#### EXCERPT

ACQUISITION STRUCTURES
1 - Brick & Mortar
2 - Hotels
3 - SaaS
4 - Restaurants
5 - E-Commerce
6 - Closed
*** BRICK & MORTAR ACQUISITION STRUCTURE:
Offer: Full asking price.
Must have real estate.
Our LOI is NON BINDING so the seller may entertain other offers.
In order to offset our risk sellers must retain 40% equity for one year. Sellers co-sign for bank financing and receive the proceeds of the acquisition loan. Sellers must sign a 10 year non compete agreement. 4 year earnout (if applicable). We will purchase an additional 10% of the company per year for 4 years. We will endeavor on a best efforts basis to buyout the seller immediately. Seller does not have to operate the business if employees are capable of running the business or we will hire a GM from outside the company. All employees and particularly key employees will receive equity. If the owner stays to operate the business they will receive a generous salary and/or earnout in addition to their equity share of profit. All employees will receive working capital bonuses including the seller.
Total seller compensation:
- 60% of full asking price
- Profit split: 40%, 30%, 20%, 10%
- Annual Buyout
- Equity share of Working Capital Bonus
- Generous salary (if applicable) and/or earnout (If applicale)
- Equity share of Working Capital Bonus
- Equity share of refinance cashout
* If the seller does not have real estate or is not willing to retain equity and cosign for the acquisition financing then we have to do a quid pro quo management acquisition whereby we take over the business for 3 months until we acquire financing as the owner. If we do not acquire financing within 3 months ownership of the business reverts back to the seller. During the 3 month period the seller, the business broker/real estate broker and the buyer split the profit in thirds.
*** REAL ESTATE AQUISITION STRUCTURE:
Offer: Full asking price.
Sellers must retain 40% equity. We will endeavor on a best efforts basis to buy out the remaining 40% equity immediately or within 3-10 years.
Total seller compensation:
- 60% of full asking price
- Profit split: 60% / 40%
- Periodic Buyout
- Equity share of Working Capital Bonus
- Equity share of refinance cashout
*** SaaS ACQUISITION STRUCTURE:
We have funds in our consortium which finance the purchase of SaaS companies with at least $5MM EBITDA.
Total seller compensation:
- % of full asking price: TBD
- Profit split: TBD
- Periodic Buyout: TBD
- Equity share of Working Capital Bonus: TBD
- Equity share of refinance cashout: TBD
*** RESTAURANT ACQUISITION STRUCTURE:
Offer: Full asking price.
100% Seller Financing.
ACI will pay the broker fee (If applicable).
Our LOI is NON BINDING so the seller may entertain other offers. We will endeavor on a best efforts basis to pay off the seller immediately. Seller does not have to operate the business if employees are capable of running the business or we will hire a GM from outside the company. All employees and particularly key employees will receive equity. If the owner stays to operate the business they will receive a generous salary in addition to the earnout. All employees will receive working capital bonuses including the seller.

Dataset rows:
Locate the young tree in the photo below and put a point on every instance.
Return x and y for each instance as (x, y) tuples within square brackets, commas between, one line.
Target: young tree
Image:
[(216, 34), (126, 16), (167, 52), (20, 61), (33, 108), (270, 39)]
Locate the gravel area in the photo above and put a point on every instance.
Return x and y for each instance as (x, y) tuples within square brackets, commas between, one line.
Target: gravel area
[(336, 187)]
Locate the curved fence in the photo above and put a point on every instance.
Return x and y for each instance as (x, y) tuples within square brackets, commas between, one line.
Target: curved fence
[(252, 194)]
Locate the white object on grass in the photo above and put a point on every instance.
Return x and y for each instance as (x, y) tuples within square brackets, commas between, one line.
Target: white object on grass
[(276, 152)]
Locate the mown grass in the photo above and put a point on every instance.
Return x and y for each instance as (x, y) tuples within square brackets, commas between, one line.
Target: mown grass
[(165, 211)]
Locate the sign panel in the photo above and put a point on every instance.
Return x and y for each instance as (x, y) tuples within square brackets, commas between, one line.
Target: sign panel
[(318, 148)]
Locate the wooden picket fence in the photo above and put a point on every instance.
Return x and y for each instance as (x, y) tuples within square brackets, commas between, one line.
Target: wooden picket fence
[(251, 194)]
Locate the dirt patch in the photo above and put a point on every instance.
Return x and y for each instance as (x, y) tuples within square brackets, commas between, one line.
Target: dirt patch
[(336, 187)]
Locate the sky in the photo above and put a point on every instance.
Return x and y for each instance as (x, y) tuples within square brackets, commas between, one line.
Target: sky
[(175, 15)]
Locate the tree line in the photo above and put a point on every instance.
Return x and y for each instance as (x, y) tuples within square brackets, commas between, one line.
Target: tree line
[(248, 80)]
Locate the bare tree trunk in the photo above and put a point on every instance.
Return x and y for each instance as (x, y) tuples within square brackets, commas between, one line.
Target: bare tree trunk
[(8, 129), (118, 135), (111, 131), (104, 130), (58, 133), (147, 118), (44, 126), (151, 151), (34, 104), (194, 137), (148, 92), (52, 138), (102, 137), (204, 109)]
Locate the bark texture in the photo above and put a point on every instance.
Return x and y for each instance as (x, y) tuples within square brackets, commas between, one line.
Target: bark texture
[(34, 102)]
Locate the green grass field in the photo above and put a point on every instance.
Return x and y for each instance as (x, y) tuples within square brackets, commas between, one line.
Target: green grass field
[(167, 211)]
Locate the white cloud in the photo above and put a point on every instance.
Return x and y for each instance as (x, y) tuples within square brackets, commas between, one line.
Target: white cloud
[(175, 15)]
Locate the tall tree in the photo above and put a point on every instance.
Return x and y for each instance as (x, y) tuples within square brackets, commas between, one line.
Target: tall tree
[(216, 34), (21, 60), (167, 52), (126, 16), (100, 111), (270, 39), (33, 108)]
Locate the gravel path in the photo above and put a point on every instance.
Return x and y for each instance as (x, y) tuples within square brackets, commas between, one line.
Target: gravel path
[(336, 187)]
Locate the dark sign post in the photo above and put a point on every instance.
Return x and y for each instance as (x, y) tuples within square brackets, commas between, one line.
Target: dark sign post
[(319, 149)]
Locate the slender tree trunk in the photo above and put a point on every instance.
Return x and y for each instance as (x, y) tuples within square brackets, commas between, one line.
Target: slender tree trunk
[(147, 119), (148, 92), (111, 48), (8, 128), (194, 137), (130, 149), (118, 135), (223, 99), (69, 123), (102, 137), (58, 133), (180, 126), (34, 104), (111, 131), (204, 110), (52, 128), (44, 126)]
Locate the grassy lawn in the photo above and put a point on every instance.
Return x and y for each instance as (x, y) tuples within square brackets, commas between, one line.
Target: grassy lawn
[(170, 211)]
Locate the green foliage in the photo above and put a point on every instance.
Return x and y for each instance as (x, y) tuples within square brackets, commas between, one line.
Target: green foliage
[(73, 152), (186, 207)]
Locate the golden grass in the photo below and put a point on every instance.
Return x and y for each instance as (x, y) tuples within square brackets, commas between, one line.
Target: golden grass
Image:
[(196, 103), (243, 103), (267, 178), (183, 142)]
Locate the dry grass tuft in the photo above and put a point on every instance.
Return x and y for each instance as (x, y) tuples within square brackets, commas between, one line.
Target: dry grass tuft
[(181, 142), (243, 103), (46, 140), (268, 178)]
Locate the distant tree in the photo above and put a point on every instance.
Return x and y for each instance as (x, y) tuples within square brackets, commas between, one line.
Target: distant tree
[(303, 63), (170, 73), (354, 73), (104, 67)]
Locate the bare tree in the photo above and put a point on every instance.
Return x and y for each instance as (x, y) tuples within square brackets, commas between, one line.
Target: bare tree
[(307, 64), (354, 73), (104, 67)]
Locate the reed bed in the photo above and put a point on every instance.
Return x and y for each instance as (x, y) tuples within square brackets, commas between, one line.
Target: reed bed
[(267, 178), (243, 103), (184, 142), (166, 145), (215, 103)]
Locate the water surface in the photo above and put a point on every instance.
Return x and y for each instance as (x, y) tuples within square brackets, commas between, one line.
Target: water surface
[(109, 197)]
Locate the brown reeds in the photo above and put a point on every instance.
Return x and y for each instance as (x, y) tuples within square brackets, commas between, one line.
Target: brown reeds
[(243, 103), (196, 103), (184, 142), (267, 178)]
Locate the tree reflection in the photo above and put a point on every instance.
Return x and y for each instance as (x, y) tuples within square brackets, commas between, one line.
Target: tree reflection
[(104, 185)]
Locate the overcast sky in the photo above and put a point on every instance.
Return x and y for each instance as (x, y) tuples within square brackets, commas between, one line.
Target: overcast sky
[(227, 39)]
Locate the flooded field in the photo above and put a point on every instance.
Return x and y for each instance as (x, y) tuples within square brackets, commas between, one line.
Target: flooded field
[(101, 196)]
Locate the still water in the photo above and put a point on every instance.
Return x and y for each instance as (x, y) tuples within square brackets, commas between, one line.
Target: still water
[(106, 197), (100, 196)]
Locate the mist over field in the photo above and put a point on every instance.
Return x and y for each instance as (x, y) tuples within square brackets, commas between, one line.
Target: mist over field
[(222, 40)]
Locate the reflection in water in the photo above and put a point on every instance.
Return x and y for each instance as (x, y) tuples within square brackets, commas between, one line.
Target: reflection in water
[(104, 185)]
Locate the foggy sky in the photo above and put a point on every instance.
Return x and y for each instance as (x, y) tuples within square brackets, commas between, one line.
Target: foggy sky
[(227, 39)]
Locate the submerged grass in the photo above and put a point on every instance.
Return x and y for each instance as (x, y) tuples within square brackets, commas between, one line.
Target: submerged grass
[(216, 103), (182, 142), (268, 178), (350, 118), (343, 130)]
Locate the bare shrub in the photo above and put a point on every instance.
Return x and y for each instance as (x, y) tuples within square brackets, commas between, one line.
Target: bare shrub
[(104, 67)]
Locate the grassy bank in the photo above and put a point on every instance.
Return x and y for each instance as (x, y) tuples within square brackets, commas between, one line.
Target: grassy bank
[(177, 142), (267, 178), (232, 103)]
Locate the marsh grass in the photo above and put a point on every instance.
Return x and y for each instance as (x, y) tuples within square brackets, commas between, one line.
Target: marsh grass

#### EXERCISE INSTRUCTIONS
[a] On the acquisition structures page, write out the passage starting with "ACQUISITION STRUCTURES" and going on through "have real estate.".
[b] Under the brick and mortar structure on the acquisition structures page, how many years long is the non compete agreement that sellers must sign?
[c] Turn the paragraph on the acquisition structures page that begins "If the seller does not have real estate" into a short bulleted list that keeps its main facts.

#### SOLVED PROBLEMS
[a]
ACQUISITION STRUCTURES
1 - Brick & Mortar
2 - Hotels
3 - SaaS
4 - Restaurants
5 - E-Commerce
6 - Closed
*** BRICK & MORTAR ACQUISITION STRUCTURE:
Offer: Full asking price.
Must have real estate.

[b] 10 years

[c]
- Applies when the seller has no real estate or won't retain equity and co-sign for the acquisition financing.
- In that case, the buyer does a quid pro quo management acquisition and takes over the business for 3 months until it gets financing as the owner.
- If financing isn't obtained within 3 months, ownership goes back to the seller.
- During the 3 months, the seller, the business broker/real estate broker and the buyer split the profit in thirds.